| DOCUMENT TEXT |
━━━━━━━━━━━━━━━━━━━━━━━━━━━━━━

- German: Peter Voss, der Millionendieb
- Directed by: Georg Jacoby
- Written by: Georg Jacoby Robert Liebmann
- Based on: Peter Voss, Thief of Millions by Ewald Gerhard Seeliger
- Produced by: Paul Davidson
- Starring: Harry Liedtke; Paul Otto; Mady Christians;
- Cinematography: Frederik Fuglsang
- Production company: PAGU
- Distributed by: UFA
- Release date: 1921;
- Running time: 420 minutes
- Country: Germany
- Languages: Silent German intertitles

= Peter Voss, Thief of Millions (1921 film) =

1921 film

Peter Voss, Thief of Millions or The Man Without a Name (German: Der Mann ohne Namen) is a 1921 German silent adventure film directed by Georg Jacoby and starring Harry Liedtke, Paul Otto, and Mady Christians. It was released in six separate parts. A number of such serials were made during the early Weimar Republic, including Joe May's The Mistress of the World.

━━━━━━━━━━━━━━━━━━━━━━━━━━━━━━

Region segmentation data:
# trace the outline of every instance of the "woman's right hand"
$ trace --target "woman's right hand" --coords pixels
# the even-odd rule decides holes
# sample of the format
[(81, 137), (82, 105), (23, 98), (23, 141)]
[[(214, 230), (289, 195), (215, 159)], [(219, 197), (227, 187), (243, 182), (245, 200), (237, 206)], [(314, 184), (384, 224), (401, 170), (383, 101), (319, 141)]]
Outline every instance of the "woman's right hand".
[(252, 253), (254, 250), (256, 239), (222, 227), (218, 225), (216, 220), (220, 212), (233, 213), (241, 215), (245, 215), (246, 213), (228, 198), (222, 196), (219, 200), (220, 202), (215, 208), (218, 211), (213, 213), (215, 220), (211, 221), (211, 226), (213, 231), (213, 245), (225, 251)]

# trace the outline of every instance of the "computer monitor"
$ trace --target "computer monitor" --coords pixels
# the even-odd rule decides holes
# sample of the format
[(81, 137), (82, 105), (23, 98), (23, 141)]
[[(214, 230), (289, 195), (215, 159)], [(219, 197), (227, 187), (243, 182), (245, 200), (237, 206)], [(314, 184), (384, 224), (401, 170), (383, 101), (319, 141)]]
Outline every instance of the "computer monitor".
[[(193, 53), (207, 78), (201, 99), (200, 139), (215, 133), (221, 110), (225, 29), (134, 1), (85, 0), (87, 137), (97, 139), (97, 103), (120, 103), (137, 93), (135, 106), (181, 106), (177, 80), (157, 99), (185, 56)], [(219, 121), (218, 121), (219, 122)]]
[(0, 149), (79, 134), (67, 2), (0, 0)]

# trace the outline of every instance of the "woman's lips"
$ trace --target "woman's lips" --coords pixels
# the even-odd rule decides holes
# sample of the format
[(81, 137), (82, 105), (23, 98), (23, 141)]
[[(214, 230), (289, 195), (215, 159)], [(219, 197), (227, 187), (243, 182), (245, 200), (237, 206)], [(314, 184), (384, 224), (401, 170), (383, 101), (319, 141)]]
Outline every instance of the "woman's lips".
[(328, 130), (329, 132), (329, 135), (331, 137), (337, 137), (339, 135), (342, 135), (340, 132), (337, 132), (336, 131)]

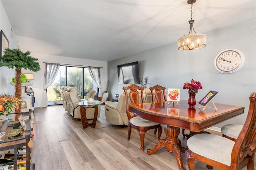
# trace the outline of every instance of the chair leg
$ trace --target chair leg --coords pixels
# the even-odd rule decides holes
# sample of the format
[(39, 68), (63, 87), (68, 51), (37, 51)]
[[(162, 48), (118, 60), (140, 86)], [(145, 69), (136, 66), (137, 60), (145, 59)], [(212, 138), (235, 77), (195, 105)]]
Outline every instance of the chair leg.
[(160, 138), (161, 138), (161, 135), (162, 135), (162, 132), (163, 130), (162, 128), (162, 126), (160, 126), (160, 127), (159, 128), (158, 128), (158, 135), (157, 137), (159, 140), (159, 139), (160, 139)]
[(130, 138), (131, 137), (131, 132), (132, 131), (132, 127), (129, 123), (128, 125), (128, 136), (127, 136), (127, 140), (130, 140)]
[(190, 156), (189, 150), (187, 150), (186, 152), (186, 160), (187, 161), (187, 164), (188, 166), (188, 169), (189, 170), (194, 170), (194, 163), (196, 159)]
[(156, 134), (156, 131), (157, 131), (157, 128), (155, 128), (155, 131), (154, 132), (154, 134)]
[(147, 132), (148, 130), (138, 130), (138, 132), (139, 132), (140, 135), (140, 149), (142, 150), (144, 150), (145, 148), (144, 139), (145, 139), (145, 135), (146, 133)]

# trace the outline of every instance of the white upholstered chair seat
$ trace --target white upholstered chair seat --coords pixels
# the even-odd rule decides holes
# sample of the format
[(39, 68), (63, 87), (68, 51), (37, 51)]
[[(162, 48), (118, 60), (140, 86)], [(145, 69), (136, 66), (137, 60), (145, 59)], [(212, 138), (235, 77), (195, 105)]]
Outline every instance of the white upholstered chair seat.
[(189, 138), (190, 150), (206, 158), (230, 166), (231, 152), (235, 142), (218, 135), (199, 134)]
[(243, 127), (243, 125), (226, 125), (222, 127), (221, 132), (228, 137), (237, 139)]
[(136, 117), (132, 118), (130, 122), (132, 125), (137, 127), (148, 127), (156, 125), (159, 123), (144, 119), (139, 117)]

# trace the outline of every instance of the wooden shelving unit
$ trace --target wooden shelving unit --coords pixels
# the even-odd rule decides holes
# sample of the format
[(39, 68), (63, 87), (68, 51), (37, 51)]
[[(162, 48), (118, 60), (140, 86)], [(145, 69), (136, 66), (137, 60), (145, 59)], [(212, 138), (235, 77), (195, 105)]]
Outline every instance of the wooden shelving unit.
[[(31, 146), (32, 142), (31, 138), (32, 137), (31, 134), (31, 109), (29, 109), (28, 112), (20, 112), (18, 113), (11, 113), (11, 114), (21, 113), (22, 116), (28, 115), (29, 119), (26, 120), (27, 128), (26, 131), (23, 131), (23, 135), (21, 136), (16, 137), (14, 139), (6, 139), (6, 135), (9, 131), (13, 128), (13, 127), (8, 127), (6, 130), (6, 134), (2, 137), (2, 141), (0, 141), (0, 151), (6, 150), (9, 149), (14, 149), (14, 170), (17, 169), (17, 160), (18, 148), (26, 146), (26, 166), (27, 170), (34, 169), (34, 165), (30, 163), (30, 154), (31, 153), (31, 148), (29, 146)], [(10, 121), (8, 122), (8, 124), (15, 124), (18, 123), (18, 121)]]

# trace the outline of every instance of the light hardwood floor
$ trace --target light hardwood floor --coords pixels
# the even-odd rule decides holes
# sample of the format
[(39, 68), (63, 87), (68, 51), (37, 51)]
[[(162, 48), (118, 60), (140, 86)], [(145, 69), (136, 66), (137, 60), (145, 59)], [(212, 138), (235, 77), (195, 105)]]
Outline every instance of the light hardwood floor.
[[(179, 169), (174, 154), (164, 148), (151, 155), (147, 154), (146, 149), (153, 148), (157, 141), (154, 130), (146, 133), (145, 150), (141, 151), (137, 131), (132, 128), (127, 141), (128, 128), (106, 122), (104, 107), (101, 105), (95, 128), (85, 129), (62, 105), (35, 108), (32, 162), (36, 170)], [(162, 127), (161, 138), (165, 138)], [(182, 146), (186, 147), (186, 139), (181, 130), (179, 136)], [(188, 169), (185, 154), (182, 156), (184, 166)], [(195, 169), (206, 170), (206, 166), (197, 161)]]

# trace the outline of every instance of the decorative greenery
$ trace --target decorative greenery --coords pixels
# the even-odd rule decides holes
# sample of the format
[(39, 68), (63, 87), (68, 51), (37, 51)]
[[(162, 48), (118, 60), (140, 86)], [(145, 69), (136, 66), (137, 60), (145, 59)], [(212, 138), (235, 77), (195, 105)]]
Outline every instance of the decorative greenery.
[(189, 92), (196, 94), (198, 92), (198, 90), (202, 89), (201, 83), (195, 81), (192, 79), (190, 83), (185, 83), (183, 86), (183, 89), (188, 89)]
[[(20, 81), (22, 74), (21, 69), (24, 68), (35, 72), (40, 70), (39, 63), (36, 61), (38, 61), (38, 59), (30, 56), (30, 53), (28, 51), (23, 52), (19, 49), (6, 48), (4, 51), (4, 55), (0, 57), (0, 67), (6, 67), (12, 69), (15, 67), (16, 82), (15, 84), (15, 95), (18, 99), (21, 98), (22, 94)], [(20, 111), (20, 107), (16, 109), (16, 112)]]
[(143, 77), (140, 79), (140, 86), (145, 88), (147, 88), (147, 85), (148, 84), (148, 77), (146, 77), (143, 80)]
[(18, 99), (14, 95), (2, 94), (0, 96), (0, 115), (7, 116), (10, 112), (19, 107), (22, 99)]
[(89, 90), (89, 91), (88, 91), (88, 93), (87, 93), (87, 94), (86, 94), (86, 96), (89, 98), (93, 98), (96, 93), (96, 91), (90, 89), (90, 90)]

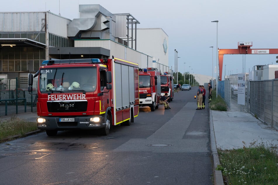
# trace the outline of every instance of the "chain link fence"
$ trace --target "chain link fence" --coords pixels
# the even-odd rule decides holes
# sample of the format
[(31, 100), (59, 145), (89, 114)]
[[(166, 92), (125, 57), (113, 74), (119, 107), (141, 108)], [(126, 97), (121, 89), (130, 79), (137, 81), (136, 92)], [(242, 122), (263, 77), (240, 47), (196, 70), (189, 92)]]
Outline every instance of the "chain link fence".
[[(28, 78), (0, 78), (0, 114), (11, 115), (32, 112), (36, 105), (36, 95), (30, 95), (28, 90)], [(34, 79), (33, 92), (37, 93), (37, 78)]]

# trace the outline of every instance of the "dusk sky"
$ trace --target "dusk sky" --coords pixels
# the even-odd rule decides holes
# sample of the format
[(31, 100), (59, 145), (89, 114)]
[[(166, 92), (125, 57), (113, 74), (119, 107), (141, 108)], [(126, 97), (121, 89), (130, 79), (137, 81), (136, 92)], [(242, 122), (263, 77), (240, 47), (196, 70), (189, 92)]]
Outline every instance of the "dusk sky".
[[(161, 28), (169, 36), (169, 65), (174, 68), (174, 50), (178, 51), (179, 71), (211, 76), (212, 48), (213, 69), (216, 65), (216, 23), (218, 47), (236, 49), (238, 42), (253, 42), (253, 49), (278, 48), (278, 1), (200, 0), (199, 1), (92, 1), (60, 0), (61, 15), (72, 20), (78, 18), (79, 4), (99, 4), (113, 13), (129, 13), (140, 23), (139, 28)], [(0, 11), (50, 10), (58, 14), (59, 0), (2, 1)], [(256, 65), (278, 64), (277, 55), (246, 55), (245, 71)], [(225, 74), (242, 73), (243, 56), (224, 56)], [(186, 62), (185, 65), (184, 63)], [(191, 70), (191, 69), (193, 69)], [(214, 76), (216, 77), (215, 74)]]

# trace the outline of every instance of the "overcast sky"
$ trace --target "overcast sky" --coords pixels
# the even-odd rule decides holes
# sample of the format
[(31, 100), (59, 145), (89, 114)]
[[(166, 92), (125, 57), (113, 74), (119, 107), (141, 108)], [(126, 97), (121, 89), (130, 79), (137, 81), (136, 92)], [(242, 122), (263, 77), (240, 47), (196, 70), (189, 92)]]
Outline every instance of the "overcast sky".
[[(112, 13), (129, 13), (140, 23), (138, 28), (161, 28), (169, 36), (169, 65), (174, 68), (178, 51), (179, 71), (211, 76), (216, 66), (216, 23), (218, 47), (236, 49), (238, 42), (253, 42), (253, 49), (278, 48), (277, 0), (60, 0), (60, 13), (72, 20), (78, 17), (79, 4), (99, 4)], [(59, 13), (59, 0), (1, 1), (0, 11), (50, 10)], [(246, 55), (246, 70), (256, 65), (276, 64), (278, 55)], [(224, 56), (223, 76), (242, 72), (241, 55)], [(184, 63), (186, 62), (184, 64)], [(190, 68), (189, 66), (191, 66)], [(230, 72), (229, 72), (230, 71)], [(216, 74), (214, 73), (215, 78)]]

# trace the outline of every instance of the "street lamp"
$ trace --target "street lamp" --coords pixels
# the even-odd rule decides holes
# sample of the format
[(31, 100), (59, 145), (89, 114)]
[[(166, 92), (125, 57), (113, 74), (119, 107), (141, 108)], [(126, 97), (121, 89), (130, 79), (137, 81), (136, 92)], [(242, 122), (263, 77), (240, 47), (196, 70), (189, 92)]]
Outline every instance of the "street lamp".
[(216, 78), (215, 83), (216, 83), (216, 97), (218, 94), (218, 72), (217, 70), (217, 66), (218, 65), (218, 20), (211, 21), (212, 22), (216, 23)]
[(191, 66), (189, 67), (189, 75), (188, 75), (188, 81), (189, 82), (188, 83), (190, 83), (190, 67), (191, 67)]
[(185, 83), (185, 65), (186, 62), (183, 63), (183, 75), (184, 77), (184, 83)]
[(211, 51), (212, 55), (212, 81), (211, 81), (211, 86), (213, 88), (213, 46), (210, 46), (210, 48), (211, 48)]
[(178, 59), (179, 58), (180, 58), (179, 57), (177, 57), (177, 84), (179, 84), (179, 83), (178, 83), (178, 78), (179, 78), (179, 70), (178, 69)]
[(176, 71), (176, 49), (175, 49), (175, 69), (174, 69), (174, 71), (175, 71), (175, 72), (177, 72), (177, 71)]

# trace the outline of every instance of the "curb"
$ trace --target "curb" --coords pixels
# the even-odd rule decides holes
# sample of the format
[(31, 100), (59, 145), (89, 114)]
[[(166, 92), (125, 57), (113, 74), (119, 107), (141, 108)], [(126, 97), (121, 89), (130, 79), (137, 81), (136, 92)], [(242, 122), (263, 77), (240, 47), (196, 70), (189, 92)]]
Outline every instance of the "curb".
[(20, 137), (24, 137), (26, 136), (27, 136), (31, 135), (32, 135), (33, 134), (35, 134), (39, 133), (44, 131), (44, 130), (35, 130), (34, 131), (32, 131), (32, 132), (27, 132), (23, 136), (21, 135), (16, 135), (13, 136), (11, 136), (10, 137), (7, 137), (7, 138), (3, 139), (0, 141), (0, 142), (6, 142), (6, 141), (8, 141), (13, 139), (14, 139), (19, 138)]
[(217, 153), (216, 143), (215, 140), (215, 135), (214, 134), (214, 128), (213, 121), (212, 119), (212, 114), (211, 110), (210, 110), (210, 148), (211, 149), (211, 155), (213, 161), (213, 174), (214, 176), (214, 184), (216, 185), (224, 184), (223, 177), (221, 170), (216, 170), (217, 165), (220, 164), (219, 156)]

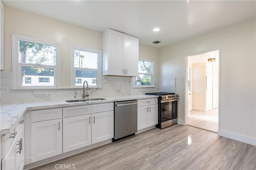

━━━━━━━━━━━━━━━━━━━━━━━━━━━━━━

| JOBS |
A - Name every actor the article on the 1921 film lists as starring.
B - Reproduce the passage in the article on the 1921 film starting at "Peter Voss, Thief of Millions or" and ending at "of the World.".

| THE REPLIES |
A - Harry Liedtke, Paul Otto, Mady Christians

B -
Peter Voss, Thief of Millions or The Man Without a Name (German: Der Mann ohne Namen) is a 1921 German silent adventure film directed by Georg Jacoby and starring Harry Liedtke, Paul Otto, and Mady Christians. It was released in six separate parts. A number of such serials were made during the early Weimar Republic, including Joe May's The Mistress of the World.